> EXERCISE INSTRUCTIONS
Which lines below fall between the one containing "Point out every instance of the white baseboard" and the one containing "x=111, y=49"? Repeat them exactly, counting both of those lines, and add nothing else.

Start of Block

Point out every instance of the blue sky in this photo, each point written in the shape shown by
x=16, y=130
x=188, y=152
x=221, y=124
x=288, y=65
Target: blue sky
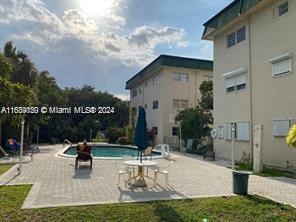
x=103, y=43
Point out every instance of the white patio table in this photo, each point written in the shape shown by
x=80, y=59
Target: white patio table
x=140, y=177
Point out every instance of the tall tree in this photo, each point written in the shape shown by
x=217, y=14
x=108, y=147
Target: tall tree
x=24, y=70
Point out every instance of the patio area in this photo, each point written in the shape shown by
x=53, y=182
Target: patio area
x=55, y=183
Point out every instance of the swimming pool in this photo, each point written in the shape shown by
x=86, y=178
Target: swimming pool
x=109, y=151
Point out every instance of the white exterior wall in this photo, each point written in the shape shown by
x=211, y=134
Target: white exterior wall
x=272, y=97
x=165, y=91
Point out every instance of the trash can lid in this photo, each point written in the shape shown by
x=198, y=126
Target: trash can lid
x=242, y=172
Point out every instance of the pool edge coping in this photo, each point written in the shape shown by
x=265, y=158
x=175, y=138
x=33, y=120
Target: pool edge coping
x=61, y=154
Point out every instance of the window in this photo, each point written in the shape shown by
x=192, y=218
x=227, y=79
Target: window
x=220, y=133
x=180, y=103
x=241, y=34
x=231, y=40
x=236, y=37
x=155, y=130
x=208, y=78
x=242, y=131
x=281, y=67
x=155, y=80
x=155, y=104
x=281, y=127
x=134, y=93
x=281, y=64
x=283, y=8
x=228, y=131
x=141, y=87
x=180, y=77
x=175, y=131
x=236, y=83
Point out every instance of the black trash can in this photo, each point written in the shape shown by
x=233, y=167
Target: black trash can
x=240, y=182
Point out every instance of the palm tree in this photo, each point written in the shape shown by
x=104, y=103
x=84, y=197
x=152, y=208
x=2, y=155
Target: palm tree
x=24, y=70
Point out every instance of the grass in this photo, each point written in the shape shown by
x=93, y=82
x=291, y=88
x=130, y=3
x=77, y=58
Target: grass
x=237, y=208
x=4, y=167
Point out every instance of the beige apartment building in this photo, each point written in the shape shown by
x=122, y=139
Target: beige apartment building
x=254, y=80
x=164, y=87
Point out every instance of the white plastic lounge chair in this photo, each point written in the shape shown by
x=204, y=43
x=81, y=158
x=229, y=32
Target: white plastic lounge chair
x=164, y=149
x=162, y=170
x=124, y=169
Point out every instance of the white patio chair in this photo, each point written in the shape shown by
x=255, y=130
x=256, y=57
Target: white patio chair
x=163, y=169
x=164, y=149
x=123, y=169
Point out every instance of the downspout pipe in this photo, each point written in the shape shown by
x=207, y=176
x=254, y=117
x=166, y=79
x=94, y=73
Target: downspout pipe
x=251, y=91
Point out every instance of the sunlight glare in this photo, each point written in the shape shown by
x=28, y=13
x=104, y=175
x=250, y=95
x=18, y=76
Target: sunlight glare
x=96, y=7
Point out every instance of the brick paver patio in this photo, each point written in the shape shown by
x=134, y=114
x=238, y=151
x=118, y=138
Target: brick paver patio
x=55, y=183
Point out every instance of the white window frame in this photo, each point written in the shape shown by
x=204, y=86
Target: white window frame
x=180, y=77
x=179, y=103
x=236, y=76
x=283, y=132
x=155, y=80
x=220, y=132
x=276, y=9
x=228, y=133
x=239, y=136
x=154, y=106
x=134, y=93
x=279, y=59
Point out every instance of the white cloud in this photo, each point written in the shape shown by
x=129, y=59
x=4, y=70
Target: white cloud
x=77, y=23
x=50, y=33
x=182, y=44
x=123, y=97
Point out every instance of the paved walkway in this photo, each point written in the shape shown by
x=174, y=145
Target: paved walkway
x=55, y=183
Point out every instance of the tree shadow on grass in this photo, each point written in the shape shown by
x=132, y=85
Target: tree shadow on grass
x=165, y=212
x=264, y=201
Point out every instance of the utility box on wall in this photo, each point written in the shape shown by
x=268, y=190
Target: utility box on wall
x=258, y=148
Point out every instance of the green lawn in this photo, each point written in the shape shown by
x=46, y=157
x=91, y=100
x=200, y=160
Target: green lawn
x=238, y=208
x=4, y=167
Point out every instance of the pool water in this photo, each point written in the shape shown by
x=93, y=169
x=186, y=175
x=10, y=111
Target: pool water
x=109, y=151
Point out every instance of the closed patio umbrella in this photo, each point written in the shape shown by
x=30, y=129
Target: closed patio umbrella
x=140, y=138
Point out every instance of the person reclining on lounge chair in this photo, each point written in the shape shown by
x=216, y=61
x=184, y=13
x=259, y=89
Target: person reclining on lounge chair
x=83, y=154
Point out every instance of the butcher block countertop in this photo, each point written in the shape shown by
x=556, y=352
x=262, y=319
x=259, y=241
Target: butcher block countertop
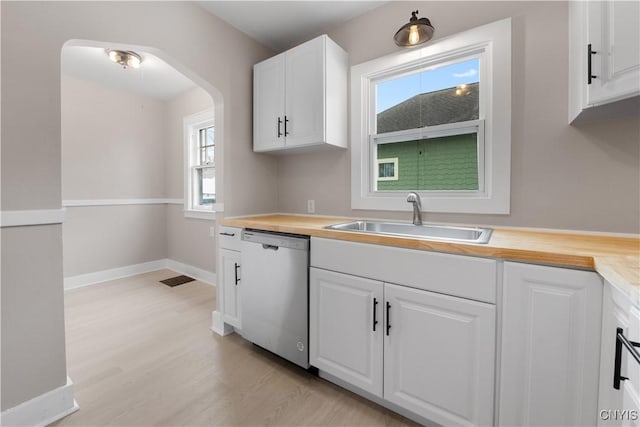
x=615, y=258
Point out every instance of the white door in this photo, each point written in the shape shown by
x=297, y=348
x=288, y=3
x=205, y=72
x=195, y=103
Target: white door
x=230, y=280
x=551, y=325
x=439, y=356
x=615, y=36
x=345, y=328
x=305, y=89
x=268, y=104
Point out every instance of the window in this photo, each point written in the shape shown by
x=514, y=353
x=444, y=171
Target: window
x=388, y=169
x=435, y=120
x=200, y=165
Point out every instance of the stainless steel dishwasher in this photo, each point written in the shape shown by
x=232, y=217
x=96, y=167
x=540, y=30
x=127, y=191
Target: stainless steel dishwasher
x=274, y=293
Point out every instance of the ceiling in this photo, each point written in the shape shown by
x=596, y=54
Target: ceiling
x=155, y=78
x=275, y=24
x=284, y=24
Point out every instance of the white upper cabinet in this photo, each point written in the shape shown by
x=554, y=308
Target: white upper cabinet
x=300, y=98
x=604, y=59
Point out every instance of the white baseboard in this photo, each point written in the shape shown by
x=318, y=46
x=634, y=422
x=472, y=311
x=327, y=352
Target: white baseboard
x=131, y=270
x=191, y=271
x=42, y=410
x=218, y=326
x=113, y=274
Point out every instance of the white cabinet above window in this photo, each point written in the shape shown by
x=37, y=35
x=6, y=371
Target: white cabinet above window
x=300, y=98
x=604, y=59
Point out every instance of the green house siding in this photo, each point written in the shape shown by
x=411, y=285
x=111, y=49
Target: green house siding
x=446, y=163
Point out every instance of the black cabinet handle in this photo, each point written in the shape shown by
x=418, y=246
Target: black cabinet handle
x=375, y=314
x=388, y=322
x=589, y=54
x=630, y=345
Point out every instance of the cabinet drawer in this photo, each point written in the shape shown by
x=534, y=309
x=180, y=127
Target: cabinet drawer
x=458, y=275
x=229, y=237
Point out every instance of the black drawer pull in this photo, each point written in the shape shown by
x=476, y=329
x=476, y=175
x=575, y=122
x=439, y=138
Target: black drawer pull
x=388, y=322
x=375, y=314
x=621, y=340
x=589, y=54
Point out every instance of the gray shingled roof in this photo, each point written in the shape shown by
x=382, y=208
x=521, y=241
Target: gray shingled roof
x=429, y=109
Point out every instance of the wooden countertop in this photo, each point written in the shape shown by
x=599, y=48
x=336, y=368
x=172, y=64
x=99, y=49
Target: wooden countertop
x=615, y=258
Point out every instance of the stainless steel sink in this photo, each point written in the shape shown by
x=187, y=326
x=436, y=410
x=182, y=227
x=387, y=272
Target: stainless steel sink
x=426, y=231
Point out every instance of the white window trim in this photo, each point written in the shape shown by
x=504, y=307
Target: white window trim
x=191, y=123
x=393, y=160
x=495, y=179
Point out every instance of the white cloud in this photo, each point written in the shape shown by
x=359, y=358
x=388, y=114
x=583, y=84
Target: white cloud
x=470, y=73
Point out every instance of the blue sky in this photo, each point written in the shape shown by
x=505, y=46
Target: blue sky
x=393, y=92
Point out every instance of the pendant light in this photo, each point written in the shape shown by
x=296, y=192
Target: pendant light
x=415, y=32
x=125, y=58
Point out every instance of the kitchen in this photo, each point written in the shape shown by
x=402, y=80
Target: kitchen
x=580, y=178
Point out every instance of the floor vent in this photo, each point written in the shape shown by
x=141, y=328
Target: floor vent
x=178, y=280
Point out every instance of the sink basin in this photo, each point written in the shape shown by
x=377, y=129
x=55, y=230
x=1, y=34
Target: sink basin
x=426, y=231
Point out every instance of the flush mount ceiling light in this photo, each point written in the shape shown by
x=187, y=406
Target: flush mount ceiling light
x=125, y=58
x=415, y=32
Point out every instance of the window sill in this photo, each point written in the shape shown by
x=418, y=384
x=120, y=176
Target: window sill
x=206, y=215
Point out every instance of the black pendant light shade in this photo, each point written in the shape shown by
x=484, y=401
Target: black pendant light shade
x=414, y=33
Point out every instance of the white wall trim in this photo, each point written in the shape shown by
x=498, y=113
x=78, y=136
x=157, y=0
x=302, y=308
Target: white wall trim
x=32, y=217
x=42, y=410
x=218, y=326
x=82, y=280
x=119, y=202
x=189, y=270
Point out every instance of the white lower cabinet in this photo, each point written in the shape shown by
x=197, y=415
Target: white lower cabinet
x=621, y=406
x=230, y=282
x=550, y=346
x=345, y=328
x=439, y=356
x=435, y=353
x=229, y=276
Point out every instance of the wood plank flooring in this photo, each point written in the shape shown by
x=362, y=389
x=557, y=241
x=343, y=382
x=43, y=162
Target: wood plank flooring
x=141, y=354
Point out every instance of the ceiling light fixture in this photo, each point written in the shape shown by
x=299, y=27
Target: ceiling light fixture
x=415, y=32
x=125, y=58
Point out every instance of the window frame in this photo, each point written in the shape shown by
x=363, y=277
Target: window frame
x=492, y=43
x=193, y=124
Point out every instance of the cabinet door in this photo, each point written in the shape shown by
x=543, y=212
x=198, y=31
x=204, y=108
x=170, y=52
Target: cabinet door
x=268, y=104
x=230, y=279
x=345, y=340
x=305, y=90
x=615, y=36
x=550, y=346
x=439, y=356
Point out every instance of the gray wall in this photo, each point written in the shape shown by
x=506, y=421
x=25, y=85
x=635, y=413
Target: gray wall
x=189, y=240
x=127, y=146
x=113, y=147
x=201, y=46
x=564, y=177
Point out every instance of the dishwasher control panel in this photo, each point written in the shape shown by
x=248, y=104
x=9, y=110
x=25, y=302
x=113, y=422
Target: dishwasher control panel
x=291, y=241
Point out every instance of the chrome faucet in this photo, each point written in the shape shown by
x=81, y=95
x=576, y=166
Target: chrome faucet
x=414, y=198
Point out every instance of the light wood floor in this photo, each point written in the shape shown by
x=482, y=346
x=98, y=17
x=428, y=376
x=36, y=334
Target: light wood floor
x=141, y=354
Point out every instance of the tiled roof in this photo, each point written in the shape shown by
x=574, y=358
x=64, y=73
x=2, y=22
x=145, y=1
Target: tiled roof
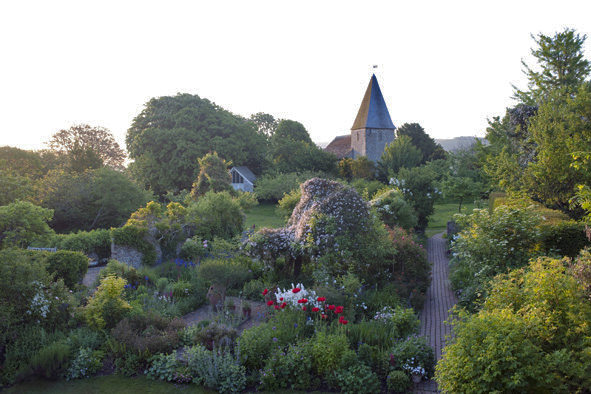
x=340, y=146
x=373, y=112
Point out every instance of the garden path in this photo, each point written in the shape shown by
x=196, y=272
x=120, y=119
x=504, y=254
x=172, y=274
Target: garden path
x=440, y=299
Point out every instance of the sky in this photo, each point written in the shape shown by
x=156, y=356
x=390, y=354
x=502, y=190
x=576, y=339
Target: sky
x=448, y=65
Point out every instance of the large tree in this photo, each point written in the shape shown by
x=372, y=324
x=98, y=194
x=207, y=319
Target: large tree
x=561, y=66
x=88, y=147
x=171, y=133
x=430, y=149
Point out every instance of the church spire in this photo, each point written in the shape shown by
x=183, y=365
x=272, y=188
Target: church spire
x=373, y=112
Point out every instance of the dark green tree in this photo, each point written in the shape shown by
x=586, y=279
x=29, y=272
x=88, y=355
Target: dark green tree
x=561, y=66
x=430, y=150
x=213, y=176
x=266, y=123
x=171, y=133
x=401, y=153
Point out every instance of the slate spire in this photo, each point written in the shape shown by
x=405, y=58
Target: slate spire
x=373, y=113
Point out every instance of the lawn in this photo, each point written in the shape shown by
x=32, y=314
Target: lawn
x=112, y=384
x=264, y=215
x=444, y=213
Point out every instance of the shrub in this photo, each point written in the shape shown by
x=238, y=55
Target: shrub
x=23, y=223
x=564, y=238
x=255, y=345
x=69, y=266
x=413, y=348
x=490, y=244
x=411, y=265
x=148, y=332
x=393, y=210
x=398, y=382
x=357, y=379
x=216, y=214
x=193, y=249
x=531, y=335
x=51, y=361
x=288, y=203
x=86, y=364
x=107, y=306
x=89, y=242
x=288, y=368
x=328, y=352
x=217, y=369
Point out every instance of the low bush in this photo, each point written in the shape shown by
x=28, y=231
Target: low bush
x=51, y=361
x=69, y=266
x=398, y=382
x=86, y=363
x=148, y=332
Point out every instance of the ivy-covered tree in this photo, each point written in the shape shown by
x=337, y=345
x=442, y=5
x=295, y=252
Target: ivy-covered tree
x=171, y=133
x=561, y=66
x=213, y=176
x=88, y=147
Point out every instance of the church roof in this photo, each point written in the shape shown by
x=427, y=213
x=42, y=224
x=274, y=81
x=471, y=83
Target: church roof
x=340, y=146
x=373, y=112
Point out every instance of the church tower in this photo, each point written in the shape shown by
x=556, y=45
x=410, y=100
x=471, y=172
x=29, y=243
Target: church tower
x=373, y=127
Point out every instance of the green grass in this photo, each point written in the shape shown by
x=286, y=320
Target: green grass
x=444, y=213
x=113, y=384
x=264, y=215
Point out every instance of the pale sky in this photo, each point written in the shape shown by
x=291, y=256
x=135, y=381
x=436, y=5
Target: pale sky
x=447, y=65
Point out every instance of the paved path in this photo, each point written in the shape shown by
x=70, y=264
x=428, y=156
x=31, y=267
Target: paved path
x=440, y=299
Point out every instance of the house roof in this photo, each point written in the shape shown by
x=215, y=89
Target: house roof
x=340, y=146
x=246, y=173
x=373, y=112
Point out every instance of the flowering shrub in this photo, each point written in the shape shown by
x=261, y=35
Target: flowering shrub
x=393, y=210
x=490, y=244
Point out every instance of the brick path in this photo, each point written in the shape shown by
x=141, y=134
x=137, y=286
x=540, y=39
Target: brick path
x=440, y=299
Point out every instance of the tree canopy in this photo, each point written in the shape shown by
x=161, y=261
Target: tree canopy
x=172, y=132
x=88, y=147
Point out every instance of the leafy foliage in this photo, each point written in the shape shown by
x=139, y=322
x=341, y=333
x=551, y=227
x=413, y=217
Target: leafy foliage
x=170, y=132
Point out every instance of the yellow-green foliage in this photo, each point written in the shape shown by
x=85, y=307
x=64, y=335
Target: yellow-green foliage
x=532, y=336
x=107, y=306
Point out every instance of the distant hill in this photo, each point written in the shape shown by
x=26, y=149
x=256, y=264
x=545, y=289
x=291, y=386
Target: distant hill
x=459, y=143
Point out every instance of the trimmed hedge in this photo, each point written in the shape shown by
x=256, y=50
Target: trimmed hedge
x=135, y=237
x=67, y=265
x=565, y=238
x=95, y=241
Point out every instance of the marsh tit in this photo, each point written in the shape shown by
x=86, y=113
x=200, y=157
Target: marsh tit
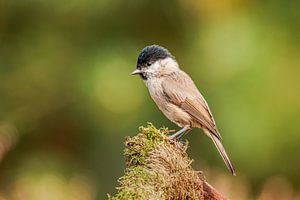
x=176, y=95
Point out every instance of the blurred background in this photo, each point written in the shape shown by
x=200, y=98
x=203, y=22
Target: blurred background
x=67, y=100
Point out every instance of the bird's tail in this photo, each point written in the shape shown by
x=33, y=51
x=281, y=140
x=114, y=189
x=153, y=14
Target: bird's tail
x=222, y=151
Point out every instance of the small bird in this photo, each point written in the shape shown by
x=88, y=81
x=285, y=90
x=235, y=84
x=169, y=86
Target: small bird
x=176, y=95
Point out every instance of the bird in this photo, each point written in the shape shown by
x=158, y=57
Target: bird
x=177, y=96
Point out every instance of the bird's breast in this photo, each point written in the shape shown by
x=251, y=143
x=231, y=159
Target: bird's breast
x=171, y=111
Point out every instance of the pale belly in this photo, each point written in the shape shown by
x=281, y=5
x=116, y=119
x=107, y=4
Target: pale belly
x=171, y=111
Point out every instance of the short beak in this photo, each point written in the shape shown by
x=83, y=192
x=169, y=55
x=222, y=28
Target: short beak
x=136, y=71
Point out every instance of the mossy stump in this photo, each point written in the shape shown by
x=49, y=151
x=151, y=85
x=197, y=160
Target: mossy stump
x=159, y=168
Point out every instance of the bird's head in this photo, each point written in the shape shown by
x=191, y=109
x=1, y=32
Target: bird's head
x=155, y=61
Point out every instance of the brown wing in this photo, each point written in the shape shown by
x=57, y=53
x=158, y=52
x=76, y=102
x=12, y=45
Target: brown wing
x=182, y=92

End of Block

> SOLUTION FOR THIS EXERCISE
Point out every instance of the white baseboard in this photo, each point written in the shape shown by
x=318, y=46
x=634, y=422
x=472, y=311
x=327, y=352
Target: white baseboard
x=131, y=270
x=191, y=271
x=42, y=410
x=218, y=326
x=113, y=274
Point out every instance of the white cabinet above window in this photo, each point written in the shape shown by
x=37, y=35
x=6, y=371
Target: white cabinet above window
x=300, y=98
x=604, y=59
Point out every instance of the green house siding in this photo, each point written in the shape shown by
x=411, y=285
x=111, y=49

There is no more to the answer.